══ Records for the exercise ══

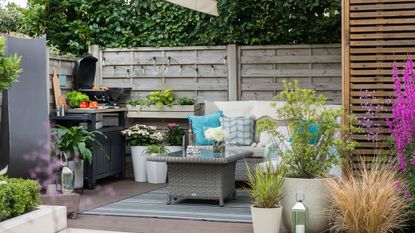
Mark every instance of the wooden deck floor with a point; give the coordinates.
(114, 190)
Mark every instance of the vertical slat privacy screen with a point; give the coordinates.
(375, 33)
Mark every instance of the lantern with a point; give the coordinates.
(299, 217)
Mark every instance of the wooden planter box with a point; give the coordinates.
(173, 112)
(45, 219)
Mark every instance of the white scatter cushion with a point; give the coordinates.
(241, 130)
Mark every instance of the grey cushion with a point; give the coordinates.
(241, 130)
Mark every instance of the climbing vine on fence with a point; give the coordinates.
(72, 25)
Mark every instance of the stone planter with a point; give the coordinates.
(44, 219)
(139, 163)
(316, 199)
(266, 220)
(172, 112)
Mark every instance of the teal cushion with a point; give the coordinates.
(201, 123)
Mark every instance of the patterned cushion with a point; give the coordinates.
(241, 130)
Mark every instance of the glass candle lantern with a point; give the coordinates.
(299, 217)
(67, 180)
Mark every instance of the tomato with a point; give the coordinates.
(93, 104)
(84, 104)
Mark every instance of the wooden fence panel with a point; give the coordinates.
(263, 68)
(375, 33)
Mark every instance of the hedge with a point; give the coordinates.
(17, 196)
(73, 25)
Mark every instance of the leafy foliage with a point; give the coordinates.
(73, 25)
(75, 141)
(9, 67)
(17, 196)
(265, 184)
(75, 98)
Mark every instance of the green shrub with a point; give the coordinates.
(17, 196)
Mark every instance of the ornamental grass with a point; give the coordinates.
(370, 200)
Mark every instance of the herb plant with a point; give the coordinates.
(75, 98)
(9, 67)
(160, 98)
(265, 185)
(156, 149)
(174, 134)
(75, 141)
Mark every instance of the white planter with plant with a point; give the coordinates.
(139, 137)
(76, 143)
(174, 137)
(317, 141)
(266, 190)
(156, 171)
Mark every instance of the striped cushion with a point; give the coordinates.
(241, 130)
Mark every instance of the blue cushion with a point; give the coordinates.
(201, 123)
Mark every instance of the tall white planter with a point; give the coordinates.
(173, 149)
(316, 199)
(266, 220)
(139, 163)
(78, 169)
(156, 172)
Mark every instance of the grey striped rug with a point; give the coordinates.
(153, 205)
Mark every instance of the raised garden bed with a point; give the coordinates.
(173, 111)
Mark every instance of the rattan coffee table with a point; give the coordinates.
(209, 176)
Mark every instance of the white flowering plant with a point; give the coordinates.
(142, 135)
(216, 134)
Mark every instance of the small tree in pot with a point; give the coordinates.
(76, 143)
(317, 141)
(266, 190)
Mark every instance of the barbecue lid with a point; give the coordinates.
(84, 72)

═══
══ Records for the exercise ══

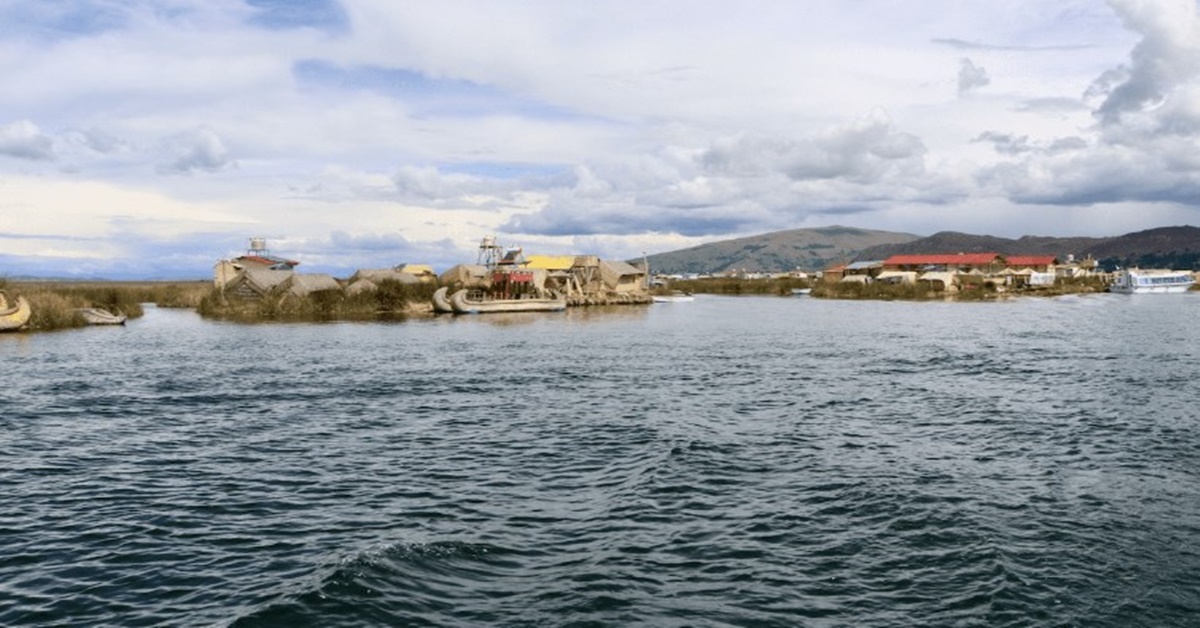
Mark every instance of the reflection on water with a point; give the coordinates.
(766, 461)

═══
══ Records for the exercise ══

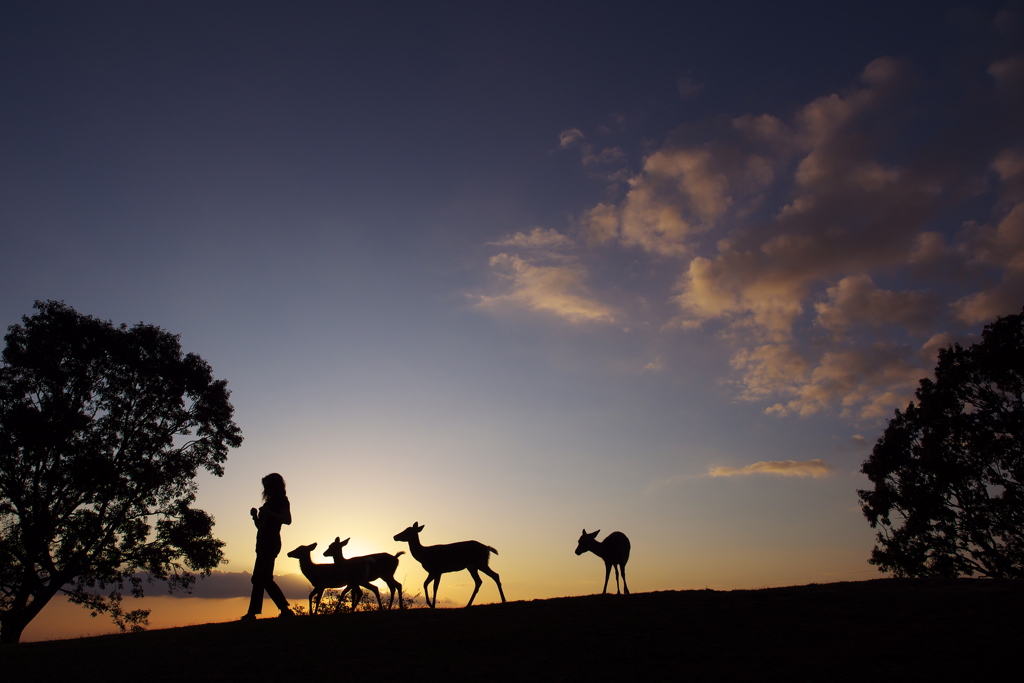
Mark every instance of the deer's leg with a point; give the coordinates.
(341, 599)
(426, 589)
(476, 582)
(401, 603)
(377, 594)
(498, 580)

═══

What you need to do
Tally the lines in the rows that contain the word "white", treating case as significant. Reply with the number alone.

Answer to this exercise
4